Excerpted text:
But even to the extent that these can be experienced as ‘good’ things, they come at a cost we are now seeing more clearly with each passing year. Modern society and rampant technological development relies upon treating our environment as a set of resources available to us and used for our benefit; as these are depleted so we see the devastation we have wreaked upon the earth in the name of progress. And just as the machine age of the military industrial complex has chewed through the earth, so it has treated the people of the land; colonising without hesitation, in Australia even declaring Terra Nullius as if the First Peoples didn’t even exist, simply because they didn’t subdue nature and build civilisation the way our ancestors did.
All of this is part of white privilege; of sensing that ‘we’ are the winning team, the unassailable leaders of the rest of the world, the winners in the race for more stuff. Now, lots of other people have caught up and even overtaken western leadership in terms of technological evolution. Globalisation makes us more even with other societies and their markets.

Data section:
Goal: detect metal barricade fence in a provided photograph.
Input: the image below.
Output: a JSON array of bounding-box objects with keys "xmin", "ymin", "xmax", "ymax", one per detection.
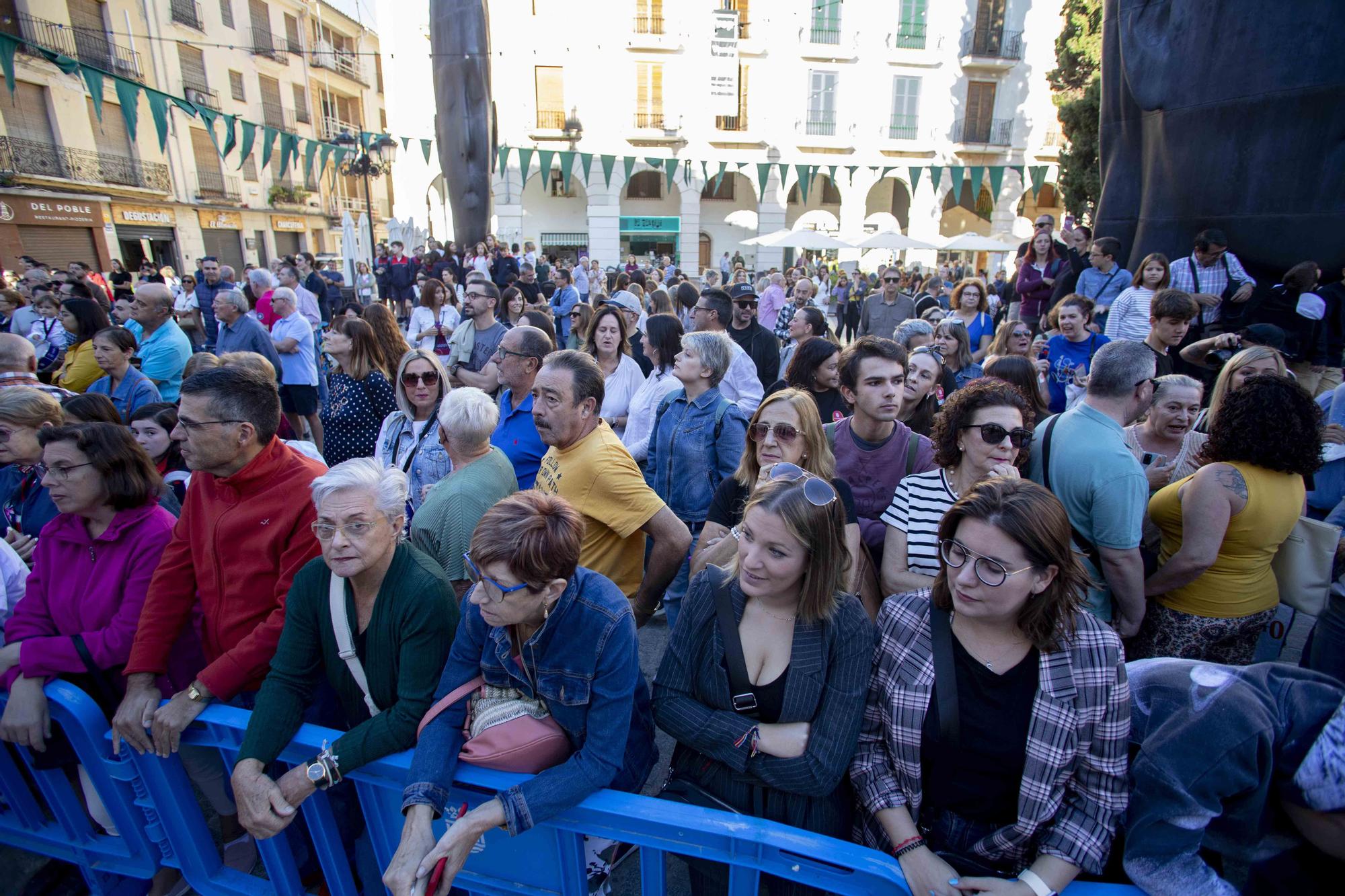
[{"xmin": 7, "ymin": 682, "xmax": 1139, "ymax": 896}]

Task instructions:
a - In the text on technological progress and colonization, what declaration was made in Australia as though the First Peoples did not exist?
b - Continue the text on technological progress, colonization and white privilege from the point where it ends.

Outputs in order:
a - Terra Nullius

b -
The “It’s OK to be white” movement is part of a knee-jerk reaction against losing privileges that came from fortuitous circumstances. It is also part of a slippery slope towards fascism, which we are seeing way too much of in the west of late. If we want to be leaders now, we need to recognise the cost of what has brought us all here, to the precipice of climate collapse and the IPCC’s recent 12 year warning that we have to change fast or risk inevitable collapse. No matter what racial or cultural alignment we identify with, we all need to evolve into better ecological citizens and lead wider society to do the same, or we’re screwed.
We can only succeed in the radical transformation of modern society required to pull this off if we work together; this is a movement that makes skin colour, like sexual orientation, less important and more a matter of personal choice. Choose something more deeply rooted in the earth than cultural politics and side with becoming more mature ecological citizens, as self-aware primates capable of conscious evolution, compassion and generosity. Lead with that and it won’t matter whether you’re white or purple.